:: 本文

本会は、臨床検査の標準化を図る観点から以下の事業を実施しています。

  1. 標準物質の研究開発事業

    次の過程に基づき標準物質の研究開発を行っています。

    ①新開発項目の決定

    本会の専門委員会、共同研究を行っている一般社団法人日本臨床検査薬協会又は一般社団法人日本臨床化学会等からの提案に基づき、新たな標準物質の研究開発を常任理事会で検討します。常任理事会の構成メンバーは、どのような標準物質を開発するか戦略を検討する標準物質戦略委員会のメンバーを兼ねており、常任理事会の決定をもって、新規の研究開発を開始します。

    ②研究

    具体的な研究は、標準物質戦略委員会の下の専門委員会において行います。専門委員会においては、候補となる物質の選定や、試作品による性能試験等を行います。

::::
:: 利用可能なデータ

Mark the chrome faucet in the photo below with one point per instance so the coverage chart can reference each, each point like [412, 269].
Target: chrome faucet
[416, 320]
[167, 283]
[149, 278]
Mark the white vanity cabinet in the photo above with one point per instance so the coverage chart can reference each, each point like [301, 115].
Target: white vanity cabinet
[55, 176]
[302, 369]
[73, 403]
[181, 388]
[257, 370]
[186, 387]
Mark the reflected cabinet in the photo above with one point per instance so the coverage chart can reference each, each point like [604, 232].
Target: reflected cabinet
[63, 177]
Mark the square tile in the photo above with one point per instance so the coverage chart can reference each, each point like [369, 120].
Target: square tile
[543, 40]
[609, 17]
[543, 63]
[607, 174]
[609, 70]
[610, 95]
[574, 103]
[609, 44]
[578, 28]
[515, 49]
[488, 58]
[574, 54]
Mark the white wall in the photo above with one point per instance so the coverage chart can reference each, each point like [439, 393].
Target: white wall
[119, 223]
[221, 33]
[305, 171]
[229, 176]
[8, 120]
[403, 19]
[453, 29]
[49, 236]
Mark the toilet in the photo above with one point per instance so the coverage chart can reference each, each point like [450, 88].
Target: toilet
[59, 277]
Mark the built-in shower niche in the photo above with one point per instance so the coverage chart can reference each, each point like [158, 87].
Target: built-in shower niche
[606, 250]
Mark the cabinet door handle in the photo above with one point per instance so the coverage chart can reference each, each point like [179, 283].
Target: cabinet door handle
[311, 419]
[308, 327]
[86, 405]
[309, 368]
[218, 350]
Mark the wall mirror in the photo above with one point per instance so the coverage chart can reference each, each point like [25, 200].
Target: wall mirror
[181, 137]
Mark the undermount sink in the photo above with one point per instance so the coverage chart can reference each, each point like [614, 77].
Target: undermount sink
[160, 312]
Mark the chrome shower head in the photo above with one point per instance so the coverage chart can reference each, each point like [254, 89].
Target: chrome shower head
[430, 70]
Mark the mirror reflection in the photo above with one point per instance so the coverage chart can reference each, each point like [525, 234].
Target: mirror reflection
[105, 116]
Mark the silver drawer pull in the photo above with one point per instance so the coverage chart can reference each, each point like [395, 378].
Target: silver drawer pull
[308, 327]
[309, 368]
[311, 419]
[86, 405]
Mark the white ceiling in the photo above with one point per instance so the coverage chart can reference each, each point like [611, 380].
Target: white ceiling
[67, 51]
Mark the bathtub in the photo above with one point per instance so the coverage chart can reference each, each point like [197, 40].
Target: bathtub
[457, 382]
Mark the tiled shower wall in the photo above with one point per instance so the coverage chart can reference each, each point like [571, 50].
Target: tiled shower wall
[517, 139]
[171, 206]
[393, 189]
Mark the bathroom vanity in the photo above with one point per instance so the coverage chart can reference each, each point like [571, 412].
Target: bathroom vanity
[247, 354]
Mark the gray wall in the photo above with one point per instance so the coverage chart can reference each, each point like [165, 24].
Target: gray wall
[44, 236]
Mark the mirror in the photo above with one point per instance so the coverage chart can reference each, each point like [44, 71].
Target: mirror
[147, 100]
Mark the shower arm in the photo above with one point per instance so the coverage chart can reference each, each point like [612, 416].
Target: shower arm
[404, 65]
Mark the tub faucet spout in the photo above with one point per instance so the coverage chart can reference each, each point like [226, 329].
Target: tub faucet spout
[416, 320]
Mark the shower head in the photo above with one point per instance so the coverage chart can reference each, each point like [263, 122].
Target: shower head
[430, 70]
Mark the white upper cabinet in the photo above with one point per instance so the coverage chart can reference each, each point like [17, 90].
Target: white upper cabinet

::::

== 回答する設問 ==
(1) 次の(a)〜(c)が本文の内容と一致するかを「はい」か「いいえ」で答え、判断の根拠となる本文の語句をそのまま引用してください。
(a) 常任理事会の構成メンバーは、標準物質戦略委員会のメンバーを兼ねている。
(b) 具体的な研究は常任理事会において行われる。
(c) 専門委員会では、試作品による性能試験等が行われる。
(2) 本文のうち、「本会は、臨床検査の標準化を図る観点から以下の事業を実施しています。」から「新規の研究開発を開始します。」までの部分を一字一句そのまま書き写してください。

== 解答一覧 ==
(1)
(a) はい。「常任理事会の構成メンバーは、どのような標準物質を開発するか戦略を検討する標準物質戦略委員会のメンバーを兼ねており」
(b) いいえ。「具体的な研究は、標準物質戦略委員会の下の専門委員会において行います。」
(c) はい。「専門委員会においては、候補となる物質の選定や、試作品による性能試験等を行います。」

(2)
本会は、臨床検査の標準化を図る観点から以下の事業を実施しています。

  1. 標準物質の研究開発事業

    次の過程に基づき標準物質の研究開発を行っています。

    ①新開発項目の決定

    本会の専門委員会、共同研究を行っている一般社団法人日本臨床検査薬協会又は一般社団法人日本臨床化学会等からの提案に基づき、新たな標準物質の研究開発を常任理事会で検討します。常任理事会の構成メンバーは、どのような標準物質を開発するか戦略を検討する標準物質戦略委員会のメンバーを兼ねており、常任理事会の決定をもって、新規の研究開発を開始します。